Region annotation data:
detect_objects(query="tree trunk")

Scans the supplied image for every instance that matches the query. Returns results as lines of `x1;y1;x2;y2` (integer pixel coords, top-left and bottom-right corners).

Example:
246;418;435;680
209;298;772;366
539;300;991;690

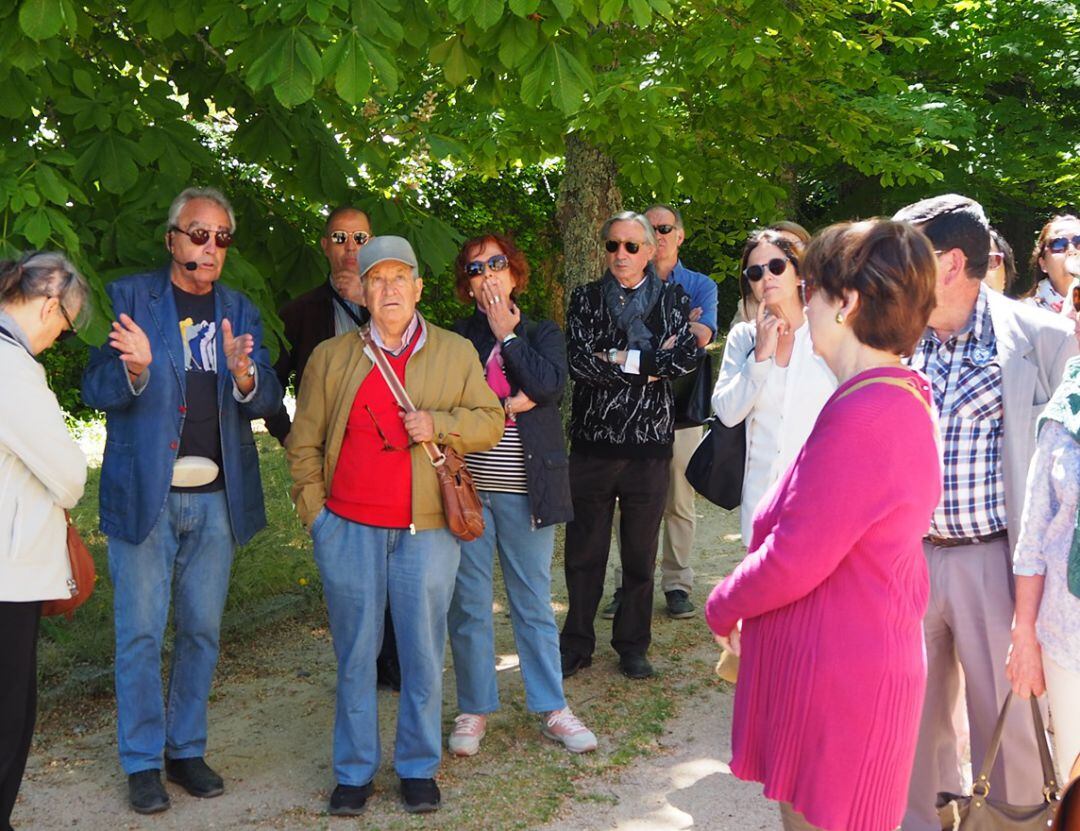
552;133;622;324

Exercise » Starting at the first line of the data and stopping after the line that contains "539;300;991;690", recast those lines as a Markdown table with the columns Row and Line, skipping any blank lines.

Completed task »
| Row | Line |
|---|---|
| 1 | detect_objects(query="tree trunk") |
| 2 | Scans the supplied image for every instance that matches the query. Returns results as lines of `x1;y1;x2;y2` (integer pixel coords, top-left and bottom-right corners). |
| 3 | Example: |
| 4 | 246;418;435;680 |
| 5 | 209;298;772;366 |
| 6 | 539;300;991;690 |